Fifty-three years ago, on September 15, 1963, the Sixteenth Street Baptist Church became the quintessential example of the destructive power of racial animus in America. The four young girls murdered by a bomb set by members of the Ku Klux Klan became symbols of how low white supremacists would go in their violent bid to prevent integration: blowing up a church on a Sunday morning.
“The first effect of the bombing, in Birmingham, was a fast-moving phantasmagoria of grief, terror, and hysteria,” wrote Newsweek’s Karl Fleming, in a story later that month. “Pouring out of the church into the chilly street, women and children shrieked amid the debris. Men shouted. A young girl, Sarah Collins, staggered blindly out of the hole ripped by the explosion, her face spewing blood. She stretched her arms in front of her, unseeing, and screamed incoherently.”

**Record extracts:**
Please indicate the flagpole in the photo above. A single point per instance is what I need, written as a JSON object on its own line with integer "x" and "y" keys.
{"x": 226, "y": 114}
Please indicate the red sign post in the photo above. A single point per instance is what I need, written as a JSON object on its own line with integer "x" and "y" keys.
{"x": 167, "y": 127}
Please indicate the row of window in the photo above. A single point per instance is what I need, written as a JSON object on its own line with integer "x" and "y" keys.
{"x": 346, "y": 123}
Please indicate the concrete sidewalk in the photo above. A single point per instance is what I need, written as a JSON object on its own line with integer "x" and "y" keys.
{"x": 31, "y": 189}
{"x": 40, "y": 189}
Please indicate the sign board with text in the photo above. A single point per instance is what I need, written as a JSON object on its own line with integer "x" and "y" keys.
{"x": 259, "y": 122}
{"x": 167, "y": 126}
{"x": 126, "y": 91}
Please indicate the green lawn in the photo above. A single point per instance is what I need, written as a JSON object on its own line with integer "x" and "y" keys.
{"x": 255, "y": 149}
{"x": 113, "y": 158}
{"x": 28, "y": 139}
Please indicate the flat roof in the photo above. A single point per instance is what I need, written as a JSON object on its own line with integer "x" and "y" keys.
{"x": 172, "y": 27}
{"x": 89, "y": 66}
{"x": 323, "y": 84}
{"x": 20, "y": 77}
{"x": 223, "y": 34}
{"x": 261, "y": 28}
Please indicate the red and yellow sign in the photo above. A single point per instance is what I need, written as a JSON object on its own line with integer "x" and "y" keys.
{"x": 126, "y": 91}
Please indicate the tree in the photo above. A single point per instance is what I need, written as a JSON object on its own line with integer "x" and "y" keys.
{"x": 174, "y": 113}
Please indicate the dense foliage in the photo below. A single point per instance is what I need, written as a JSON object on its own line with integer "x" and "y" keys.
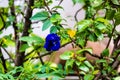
{"x": 29, "y": 47}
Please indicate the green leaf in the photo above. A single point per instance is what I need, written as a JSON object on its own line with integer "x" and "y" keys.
{"x": 69, "y": 65}
{"x": 53, "y": 29}
{"x": 66, "y": 55}
{"x": 40, "y": 16}
{"x": 100, "y": 26}
{"x": 88, "y": 77}
{"x": 56, "y": 18}
{"x": 117, "y": 18}
{"x": 23, "y": 47}
{"x": 83, "y": 67}
{"x": 92, "y": 37}
{"x": 83, "y": 25}
{"x": 58, "y": 7}
{"x": 1, "y": 23}
{"x": 84, "y": 50}
{"x": 117, "y": 78}
{"x": 96, "y": 3}
{"x": 46, "y": 25}
{"x": 78, "y": 1}
{"x": 81, "y": 42}
{"x": 105, "y": 52}
{"x": 99, "y": 34}
{"x": 101, "y": 61}
{"x": 110, "y": 14}
{"x": 11, "y": 18}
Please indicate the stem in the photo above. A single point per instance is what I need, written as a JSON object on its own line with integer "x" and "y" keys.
{"x": 75, "y": 16}
{"x": 20, "y": 55}
{"x": 8, "y": 54}
{"x": 3, "y": 61}
{"x": 111, "y": 35}
{"x": 47, "y": 7}
{"x": 40, "y": 58}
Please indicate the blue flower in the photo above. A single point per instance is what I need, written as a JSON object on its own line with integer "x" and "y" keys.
{"x": 52, "y": 42}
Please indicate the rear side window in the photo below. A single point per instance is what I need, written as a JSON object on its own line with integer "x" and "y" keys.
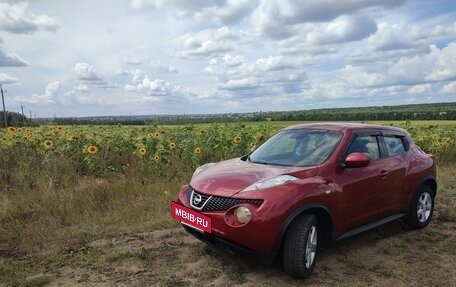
{"x": 366, "y": 144}
{"x": 396, "y": 145}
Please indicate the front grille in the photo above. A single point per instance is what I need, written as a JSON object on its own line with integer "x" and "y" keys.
{"x": 215, "y": 203}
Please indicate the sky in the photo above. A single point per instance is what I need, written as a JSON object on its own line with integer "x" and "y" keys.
{"x": 152, "y": 57}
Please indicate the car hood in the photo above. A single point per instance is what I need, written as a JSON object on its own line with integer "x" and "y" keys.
{"x": 229, "y": 177}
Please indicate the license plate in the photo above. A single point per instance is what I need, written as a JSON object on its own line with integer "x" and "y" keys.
{"x": 190, "y": 217}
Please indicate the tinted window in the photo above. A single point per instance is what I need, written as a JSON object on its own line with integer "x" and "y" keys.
{"x": 298, "y": 147}
{"x": 366, "y": 144}
{"x": 395, "y": 145}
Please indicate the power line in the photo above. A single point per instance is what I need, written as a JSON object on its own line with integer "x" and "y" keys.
{"x": 4, "y": 110}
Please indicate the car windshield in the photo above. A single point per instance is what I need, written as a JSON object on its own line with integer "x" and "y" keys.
{"x": 297, "y": 147}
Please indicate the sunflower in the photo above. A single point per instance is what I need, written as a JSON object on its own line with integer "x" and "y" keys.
{"x": 47, "y": 144}
{"x": 92, "y": 149}
{"x": 75, "y": 138}
{"x": 142, "y": 150}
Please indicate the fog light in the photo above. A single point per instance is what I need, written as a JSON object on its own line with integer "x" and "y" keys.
{"x": 242, "y": 214}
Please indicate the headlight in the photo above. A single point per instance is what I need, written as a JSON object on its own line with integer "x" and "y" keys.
{"x": 242, "y": 214}
{"x": 201, "y": 168}
{"x": 270, "y": 182}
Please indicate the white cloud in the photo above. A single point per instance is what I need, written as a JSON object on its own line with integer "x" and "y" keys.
{"x": 419, "y": 89}
{"x": 158, "y": 67}
{"x": 86, "y": 75}
{"x": 154, "y": 88}
{"x": 11, "y": 60}
{"x": 16, "y": 18}
{"x": 49, "y": 96}
{"x": 131, "y": 61}
{"x": 343, "y": 29}
{"x": 6, "y": 79}
{"x": 280, "y": 19}
{"x": 222, "y": 12}
{"x": 238, "y": 55}
{"x": 450, "y": 88}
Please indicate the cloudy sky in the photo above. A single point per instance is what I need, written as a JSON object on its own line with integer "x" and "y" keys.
{"x": 130, "y": 57}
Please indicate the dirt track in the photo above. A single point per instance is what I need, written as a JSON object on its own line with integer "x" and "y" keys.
{"x": 388, "y": 256}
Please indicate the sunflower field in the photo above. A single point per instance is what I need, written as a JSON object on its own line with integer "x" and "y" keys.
{"x": 160, "y": 150}
{"x": 164, "y": 149}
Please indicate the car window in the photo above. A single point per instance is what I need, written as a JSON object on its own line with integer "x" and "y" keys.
{"x": 394, "y": 145}
{"x": 298, "y": 147}
{"x": 366, "y": 144}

**Instructions:**
[1] Echo the Birmingham bombing passage between "Fifty-three years ago, on" and "a Sunday morning.", inclusive.
[2] Summarize the Birmingham bombing passage in two sentences.
[3] Go on with the Birmingham bombing passage from the point where it stops.
Nothing in the records is required here.

**Answers by item:**
[1]
Fifty-three years ago, on September 15, 1963, the Sixteenth Street Baptist Church became the quintessential example of the destructive power of racial animus in America. The four young girls murdered by a bomb set by members of the Ku Klux Klan became symbols of how low white supremacists would go in their violent bid to prevent integration: blowing up a church on a Sunday morning.

[2] On September 15, 1963, a bomb set by Ku Klux Klan members at the Sixteenth Street Baptist Church killed four young girls, who became symbols of how far white supremacists would go to prevent integration. Newsweek's Karl Fleming described the immediate aftermath as a scene of grief, terror, and hysteria, including a bleeding young girl named Sarah Collins staggering blindly out of the hole left by the explosion.

[3]
Although rife with the race consciousness characteristic of the era, Fleming’s story captured the catastrophe that unfolded:
Negroes by the hundreds swarmed to the scene. Many flung rocks at police cars as they arrived, sirens whining. Half a dozen ambulances and a fire truck raced up into the pandemonium. A Negro woman, heel deep in glass in the street, screamed: “In church! My God, you’re not even safe in church.”
The New York Times, in its coverage noted a particularly ironic fact. “The four girls killed in the blast had just heard Mrs. Ella C. Demand, their teacher, complete the Sunday school lesson for the day. The subject was ‘The Love That Forgives,’” wrote the Times’ Claude Sitton in his report on the day of the bombing. Sitton quoted then-Jefferson County Sheriff Mel Bailey as calling it “the most distressing [day] in the history of Birmingham.”
Sitton also pointed out that the bombing at the church was part of a long pattern: “None of the 50 bombings of Negro property here since World War II have been solved.” The bombing of the Sixteenth Street Baptist Church was solved, although many years would pass before any of the killers would be brought to justice.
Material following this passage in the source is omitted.